**PROVIDED DATA**.
+ + + + + + +

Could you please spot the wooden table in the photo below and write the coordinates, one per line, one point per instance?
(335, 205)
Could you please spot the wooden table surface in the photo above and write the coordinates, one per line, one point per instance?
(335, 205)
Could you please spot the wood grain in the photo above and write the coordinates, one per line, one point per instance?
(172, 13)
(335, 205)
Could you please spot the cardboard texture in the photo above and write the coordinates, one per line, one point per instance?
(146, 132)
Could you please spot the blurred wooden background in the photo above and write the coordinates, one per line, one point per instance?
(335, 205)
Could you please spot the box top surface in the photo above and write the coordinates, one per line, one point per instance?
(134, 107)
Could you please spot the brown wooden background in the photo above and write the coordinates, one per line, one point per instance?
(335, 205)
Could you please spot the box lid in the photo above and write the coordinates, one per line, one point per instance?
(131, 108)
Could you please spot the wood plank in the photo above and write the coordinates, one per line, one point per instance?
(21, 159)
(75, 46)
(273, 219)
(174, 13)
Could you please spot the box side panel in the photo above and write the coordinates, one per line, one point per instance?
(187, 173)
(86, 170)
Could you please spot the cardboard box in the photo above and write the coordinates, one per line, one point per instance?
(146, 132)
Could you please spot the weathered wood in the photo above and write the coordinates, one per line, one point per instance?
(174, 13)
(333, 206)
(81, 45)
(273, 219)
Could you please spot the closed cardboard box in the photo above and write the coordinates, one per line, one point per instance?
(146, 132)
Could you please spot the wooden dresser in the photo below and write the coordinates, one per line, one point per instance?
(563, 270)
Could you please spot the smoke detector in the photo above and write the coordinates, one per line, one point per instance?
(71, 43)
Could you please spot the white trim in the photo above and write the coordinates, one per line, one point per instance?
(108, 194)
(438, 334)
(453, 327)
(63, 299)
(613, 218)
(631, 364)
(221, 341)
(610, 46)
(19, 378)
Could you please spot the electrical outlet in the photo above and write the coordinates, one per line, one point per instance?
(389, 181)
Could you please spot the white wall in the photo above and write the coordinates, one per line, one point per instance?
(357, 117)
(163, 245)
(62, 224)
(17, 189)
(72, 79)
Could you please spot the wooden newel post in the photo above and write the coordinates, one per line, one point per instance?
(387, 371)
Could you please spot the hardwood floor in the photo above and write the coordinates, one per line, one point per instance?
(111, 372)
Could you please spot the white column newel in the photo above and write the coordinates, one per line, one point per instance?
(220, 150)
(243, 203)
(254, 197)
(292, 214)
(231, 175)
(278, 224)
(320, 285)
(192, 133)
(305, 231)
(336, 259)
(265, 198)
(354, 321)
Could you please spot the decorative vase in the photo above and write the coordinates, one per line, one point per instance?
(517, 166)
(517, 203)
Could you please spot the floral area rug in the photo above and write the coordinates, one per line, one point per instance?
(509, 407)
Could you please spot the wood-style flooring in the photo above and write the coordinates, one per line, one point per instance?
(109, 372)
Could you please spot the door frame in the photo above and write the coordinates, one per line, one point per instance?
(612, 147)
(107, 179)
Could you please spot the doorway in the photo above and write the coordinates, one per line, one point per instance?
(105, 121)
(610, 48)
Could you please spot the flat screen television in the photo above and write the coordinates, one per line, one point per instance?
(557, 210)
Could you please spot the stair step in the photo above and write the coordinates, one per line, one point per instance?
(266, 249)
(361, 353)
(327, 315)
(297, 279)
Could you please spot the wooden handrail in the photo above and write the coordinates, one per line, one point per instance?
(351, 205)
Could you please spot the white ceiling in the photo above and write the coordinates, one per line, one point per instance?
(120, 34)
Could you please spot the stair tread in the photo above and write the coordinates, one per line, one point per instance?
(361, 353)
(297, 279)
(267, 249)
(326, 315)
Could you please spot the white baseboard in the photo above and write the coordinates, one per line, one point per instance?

+ + + + + + +

**WRITTEN EXERCISE**.
Could you quote, exactly as they appear, the line containing "Could you please spot the door frame" and every line after it to the end of the records above?

**WRITTEN REPLY**.
Could you please spot the door frame in the photo above and write the coordinates, one per line, one point per instance?
(612, 147)
(107, 179)
Could you please spot the doorway in the photo above and write the coordinates, one per line, one point per instance?
(105, 121)
(610, 48)
Could you please spot the flat screen television in the photo above and write the coordinates, one per line, one point per instance?
(557, 210)
Could you please spot the stair step in the photo above and write the coordinates, one per line, one point per instance?
(266, 249)
(361, 353)
(327, 315)
(297, 279)
Could you please spot the wooden handrail in the photo above and write the coordinates, one per line, one point per instance?
(351, 205)
Could you please spot the white ceiling in the photo above and write the coordinates, one per line, one point per instance?
(120, 34)
Could you please spot the stair tread in the photo above and write the coordinates, one per line, one point per instance?
(361, 353)
(297, 279)
(267, 249)
(326, 315)
Could you please spot the white baseboard in the photo above and write the coordinates, one per line, one point per instance?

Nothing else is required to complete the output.